__Verilen Görev 1__: Aşağıdaki metinde “7 yıl süren 35 tur müzakerenin” diye başlayan paragrafı, ana bilgilerini koruyarak daha kısa hale getir.
__Verilen Görev 2__: Aşağıdaki Çin-AB yatırım anlaşması haberini kaldığı yerden sürdür.

Çin Cumhurbaşkanı Xi Jinping, dün Almanya Başbakanı Angela Merkel, Fransa Cumhurbaşkanı Emmanuel Macron, Avrupa Konseyi Başkanı Charles Michel ve Avrupa Komisyonu Başkanı Ursula Von der Leyen ile video konferans yöntemiyle bir görüşme gerçekleştirdi.
Görüşmede, Çin-AB Yatırım Anlaşması’na dair müzakerelerin planlandığı şekilde tamamlandığı duyuruldu.
7 yıl süren 35 tur müzakerenin ardından Çin ile AB arasındaki nihai müzakereler, planlandığı üzere yıl sonundan önce tamamlanırken, varılan anlaşma iki tarafın ortak çabalarının bir sonucu olarak değerlendirildi.
Anlaşmanın içeriğinin tamamı henüz kamuoyuna açıklanmadı. Kamuoyu, Çin piyasasının finans, enerji, haberleşme ve yeni enerjili araçlar gibi sektörlerde ne ölçüde dışa açılacağına dair merak ve beklentiyle dolu.

__Verilen Bilgiler__:
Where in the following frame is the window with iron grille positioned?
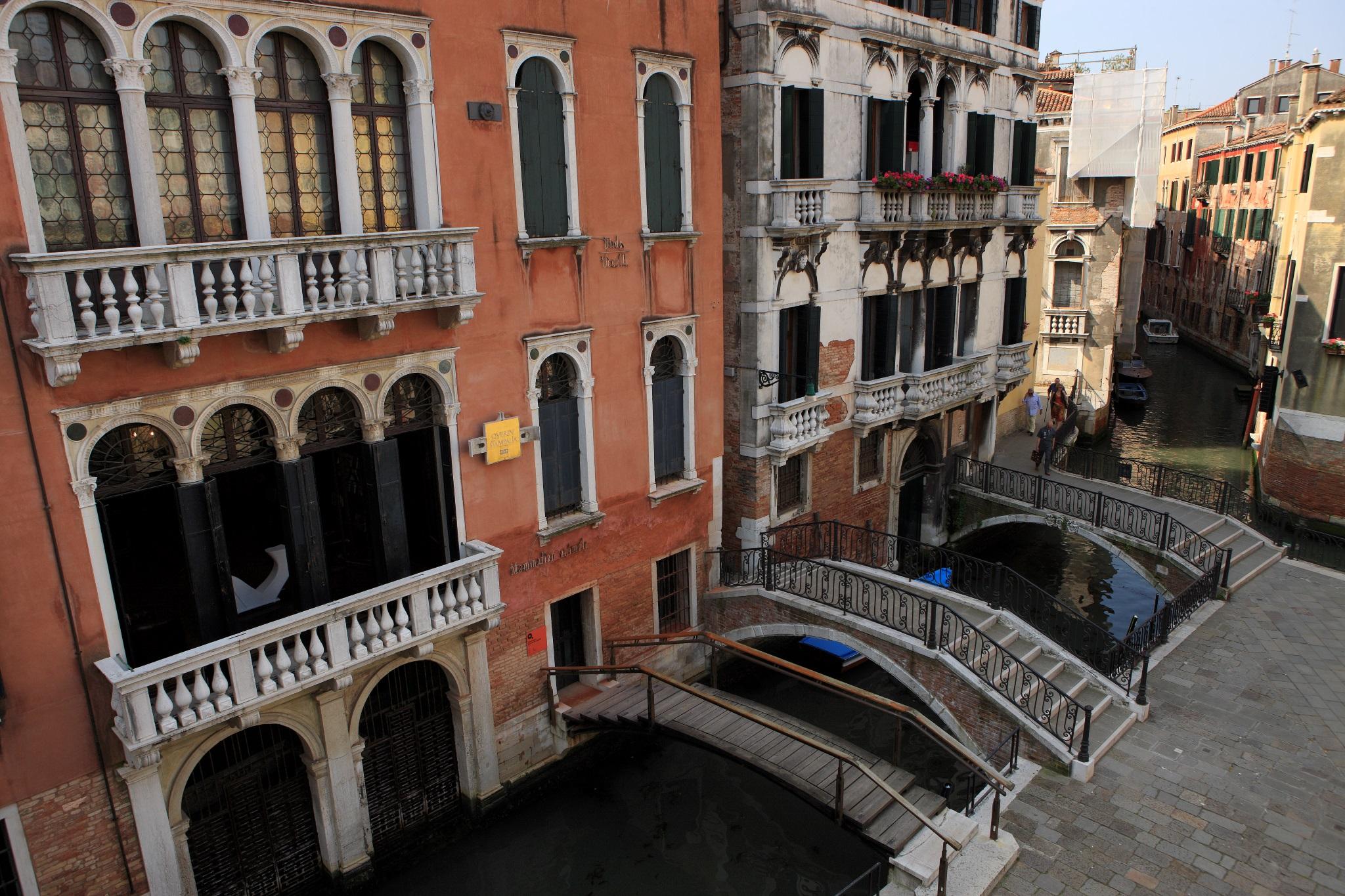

__Yazılı Cevap 1__: Çin ile AB arasında 7 yıl boyunca 35 tur süren müzakereler, planlandığı gibi yıl sonundan önce tamamlandı. Varılan anlaşma, iki tarafın ortak çabasının sonucu olarak görüldü.

__Yazılı Cevap 2__:
Çin'deki Avrupa Birliği Ticaret Odası Başkanı Jörg Wuttke, Alman medyasına verdiği röportajda, yatırım anlaşmasının Avrupa'ya fayda sağlayacağına ve "Avrupa'da daha fazla iş imkânı yaratılmasına yardımcı olacağına" inandığını söyledi.
Ekim 2020'de AB üyesi 27 ülkedeki ortalama işsizlik oranı yüzde 7,6, Avro Bölgesi’ndeki ortalama işsizlik oranı ise yüzde 8,4 olarak kayıtlara geçti. 2020 yılında AB ekonomisinin yüzde 7,4, Avro Bölgesi ekonomisinin ise yüzde 7,8 küçülmesi bekleniyor.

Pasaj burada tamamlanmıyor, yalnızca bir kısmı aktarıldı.